[RECORDS — start]
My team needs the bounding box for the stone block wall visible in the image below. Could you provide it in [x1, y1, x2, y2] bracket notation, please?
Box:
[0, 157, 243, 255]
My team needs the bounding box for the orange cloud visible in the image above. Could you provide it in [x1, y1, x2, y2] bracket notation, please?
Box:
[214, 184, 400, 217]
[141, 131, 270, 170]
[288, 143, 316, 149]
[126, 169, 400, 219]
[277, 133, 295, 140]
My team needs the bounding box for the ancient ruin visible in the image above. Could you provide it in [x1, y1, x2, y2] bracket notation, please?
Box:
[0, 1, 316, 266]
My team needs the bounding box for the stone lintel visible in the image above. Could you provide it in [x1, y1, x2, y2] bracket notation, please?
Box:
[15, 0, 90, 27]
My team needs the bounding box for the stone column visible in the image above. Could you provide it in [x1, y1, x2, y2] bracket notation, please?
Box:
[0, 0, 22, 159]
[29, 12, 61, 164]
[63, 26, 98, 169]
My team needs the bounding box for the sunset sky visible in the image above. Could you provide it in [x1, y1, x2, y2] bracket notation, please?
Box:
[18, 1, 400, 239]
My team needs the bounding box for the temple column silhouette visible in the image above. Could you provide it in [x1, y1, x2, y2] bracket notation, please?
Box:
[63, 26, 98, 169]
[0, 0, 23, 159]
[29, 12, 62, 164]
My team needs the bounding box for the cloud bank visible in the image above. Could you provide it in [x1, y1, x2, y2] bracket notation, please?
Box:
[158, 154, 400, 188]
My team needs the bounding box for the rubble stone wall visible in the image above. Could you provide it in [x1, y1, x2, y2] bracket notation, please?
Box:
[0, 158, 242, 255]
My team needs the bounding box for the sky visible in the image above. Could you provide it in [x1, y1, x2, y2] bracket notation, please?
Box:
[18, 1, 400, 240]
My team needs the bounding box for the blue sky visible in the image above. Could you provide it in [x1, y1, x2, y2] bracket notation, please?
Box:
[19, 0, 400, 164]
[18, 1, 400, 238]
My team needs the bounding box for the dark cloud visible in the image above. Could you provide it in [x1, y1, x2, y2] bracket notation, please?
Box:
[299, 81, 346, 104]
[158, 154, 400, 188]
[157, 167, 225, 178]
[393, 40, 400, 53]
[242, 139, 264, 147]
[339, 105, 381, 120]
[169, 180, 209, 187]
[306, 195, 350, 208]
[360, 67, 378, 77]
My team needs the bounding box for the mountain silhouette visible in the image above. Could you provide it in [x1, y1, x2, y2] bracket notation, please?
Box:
[RECORDS — finish]
Give only the number of lines in the entries above that contain the string "silhouette".

__RESULT OF THIS EXERCISE__. 2